== Segment start ==
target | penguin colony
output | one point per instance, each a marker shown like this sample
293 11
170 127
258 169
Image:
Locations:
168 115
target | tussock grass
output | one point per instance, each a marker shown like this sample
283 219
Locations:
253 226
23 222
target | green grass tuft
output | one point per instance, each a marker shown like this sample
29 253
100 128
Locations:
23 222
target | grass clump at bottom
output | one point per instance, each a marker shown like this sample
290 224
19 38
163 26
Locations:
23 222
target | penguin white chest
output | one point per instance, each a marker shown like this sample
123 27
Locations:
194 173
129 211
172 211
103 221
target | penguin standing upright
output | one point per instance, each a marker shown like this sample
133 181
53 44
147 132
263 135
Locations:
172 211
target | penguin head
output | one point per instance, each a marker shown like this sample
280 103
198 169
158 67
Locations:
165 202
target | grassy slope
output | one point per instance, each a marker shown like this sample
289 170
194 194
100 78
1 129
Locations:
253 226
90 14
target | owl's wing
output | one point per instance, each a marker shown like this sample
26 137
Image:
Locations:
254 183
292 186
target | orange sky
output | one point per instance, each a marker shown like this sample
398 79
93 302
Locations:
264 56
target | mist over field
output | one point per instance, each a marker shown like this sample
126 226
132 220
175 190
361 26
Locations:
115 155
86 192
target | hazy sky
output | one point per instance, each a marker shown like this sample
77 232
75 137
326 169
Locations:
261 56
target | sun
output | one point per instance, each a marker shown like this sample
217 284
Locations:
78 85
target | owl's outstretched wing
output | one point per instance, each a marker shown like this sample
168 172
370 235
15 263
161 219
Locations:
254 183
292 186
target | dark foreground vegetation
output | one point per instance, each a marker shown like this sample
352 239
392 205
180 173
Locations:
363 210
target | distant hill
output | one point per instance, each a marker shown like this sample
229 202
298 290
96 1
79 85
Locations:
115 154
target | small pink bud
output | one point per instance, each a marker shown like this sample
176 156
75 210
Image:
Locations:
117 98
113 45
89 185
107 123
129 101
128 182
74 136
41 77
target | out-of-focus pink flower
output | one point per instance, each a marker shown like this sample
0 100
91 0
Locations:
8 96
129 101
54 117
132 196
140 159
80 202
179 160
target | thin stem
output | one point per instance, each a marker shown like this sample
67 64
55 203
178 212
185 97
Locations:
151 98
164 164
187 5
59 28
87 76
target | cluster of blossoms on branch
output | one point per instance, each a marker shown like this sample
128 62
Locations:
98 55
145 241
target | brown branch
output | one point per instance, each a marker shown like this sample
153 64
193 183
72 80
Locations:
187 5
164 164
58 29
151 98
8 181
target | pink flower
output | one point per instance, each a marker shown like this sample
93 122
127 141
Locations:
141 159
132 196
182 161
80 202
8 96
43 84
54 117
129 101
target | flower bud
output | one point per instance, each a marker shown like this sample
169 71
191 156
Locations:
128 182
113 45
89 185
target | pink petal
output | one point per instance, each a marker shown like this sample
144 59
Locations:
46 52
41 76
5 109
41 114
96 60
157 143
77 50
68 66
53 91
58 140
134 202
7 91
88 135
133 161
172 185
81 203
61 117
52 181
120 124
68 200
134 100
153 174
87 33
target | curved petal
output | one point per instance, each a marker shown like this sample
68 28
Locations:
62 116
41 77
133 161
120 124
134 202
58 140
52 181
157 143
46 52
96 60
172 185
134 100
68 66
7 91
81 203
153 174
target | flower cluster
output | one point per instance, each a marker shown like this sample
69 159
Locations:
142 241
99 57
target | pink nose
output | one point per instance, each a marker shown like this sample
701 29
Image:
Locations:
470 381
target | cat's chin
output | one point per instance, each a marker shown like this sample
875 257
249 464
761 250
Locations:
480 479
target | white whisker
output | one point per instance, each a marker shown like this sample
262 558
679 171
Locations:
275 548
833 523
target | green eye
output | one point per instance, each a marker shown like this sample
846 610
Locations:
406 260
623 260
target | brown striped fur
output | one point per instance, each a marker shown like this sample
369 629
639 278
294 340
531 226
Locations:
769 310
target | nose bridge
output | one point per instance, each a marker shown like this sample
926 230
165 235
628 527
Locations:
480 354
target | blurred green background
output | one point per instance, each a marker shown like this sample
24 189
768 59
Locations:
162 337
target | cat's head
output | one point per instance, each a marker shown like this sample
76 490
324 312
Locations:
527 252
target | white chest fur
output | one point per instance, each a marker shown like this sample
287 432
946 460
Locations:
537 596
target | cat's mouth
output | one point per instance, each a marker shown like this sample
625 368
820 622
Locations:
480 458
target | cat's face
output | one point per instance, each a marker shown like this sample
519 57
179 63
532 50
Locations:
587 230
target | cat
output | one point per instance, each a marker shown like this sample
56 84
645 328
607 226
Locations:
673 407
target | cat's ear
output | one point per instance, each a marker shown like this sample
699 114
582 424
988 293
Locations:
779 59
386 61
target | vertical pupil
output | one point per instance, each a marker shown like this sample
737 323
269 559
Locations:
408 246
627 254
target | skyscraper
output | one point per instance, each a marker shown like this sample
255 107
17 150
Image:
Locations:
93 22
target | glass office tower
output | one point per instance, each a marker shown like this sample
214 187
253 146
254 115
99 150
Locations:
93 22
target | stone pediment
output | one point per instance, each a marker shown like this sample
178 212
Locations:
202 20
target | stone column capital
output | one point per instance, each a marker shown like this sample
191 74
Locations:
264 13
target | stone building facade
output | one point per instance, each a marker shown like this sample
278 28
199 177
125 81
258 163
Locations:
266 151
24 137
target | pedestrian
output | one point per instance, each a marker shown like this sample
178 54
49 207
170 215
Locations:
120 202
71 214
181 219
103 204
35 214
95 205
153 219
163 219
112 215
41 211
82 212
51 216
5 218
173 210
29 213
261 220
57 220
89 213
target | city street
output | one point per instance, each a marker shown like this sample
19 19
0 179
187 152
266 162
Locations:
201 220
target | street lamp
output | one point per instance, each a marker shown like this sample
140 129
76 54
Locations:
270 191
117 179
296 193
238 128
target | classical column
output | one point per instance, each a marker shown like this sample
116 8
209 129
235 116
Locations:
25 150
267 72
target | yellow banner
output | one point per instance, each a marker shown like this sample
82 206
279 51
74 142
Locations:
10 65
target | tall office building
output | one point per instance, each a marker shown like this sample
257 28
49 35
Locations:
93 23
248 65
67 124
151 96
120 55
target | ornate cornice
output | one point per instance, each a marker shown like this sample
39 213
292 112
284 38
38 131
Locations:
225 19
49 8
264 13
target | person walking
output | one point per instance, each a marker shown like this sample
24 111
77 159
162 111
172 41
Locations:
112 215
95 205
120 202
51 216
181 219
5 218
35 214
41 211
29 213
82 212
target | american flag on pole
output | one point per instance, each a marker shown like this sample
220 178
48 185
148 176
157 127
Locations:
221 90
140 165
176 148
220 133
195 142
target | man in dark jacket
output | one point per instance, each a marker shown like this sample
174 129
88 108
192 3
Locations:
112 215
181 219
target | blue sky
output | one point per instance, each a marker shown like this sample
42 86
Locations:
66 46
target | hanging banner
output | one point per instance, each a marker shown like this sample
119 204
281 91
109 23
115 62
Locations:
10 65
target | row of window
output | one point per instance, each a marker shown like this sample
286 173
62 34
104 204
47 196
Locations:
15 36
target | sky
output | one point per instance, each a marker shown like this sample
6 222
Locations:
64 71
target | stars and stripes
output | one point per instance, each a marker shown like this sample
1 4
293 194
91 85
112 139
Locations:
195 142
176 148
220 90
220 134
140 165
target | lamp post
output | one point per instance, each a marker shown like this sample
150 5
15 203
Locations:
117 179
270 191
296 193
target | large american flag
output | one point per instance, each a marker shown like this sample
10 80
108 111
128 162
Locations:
== Segment end ==
**What the task requires**
Scan the records for the string "chest". Copy each line in which it appears.

**Response area**
target | penguin white chest
target | white chest fur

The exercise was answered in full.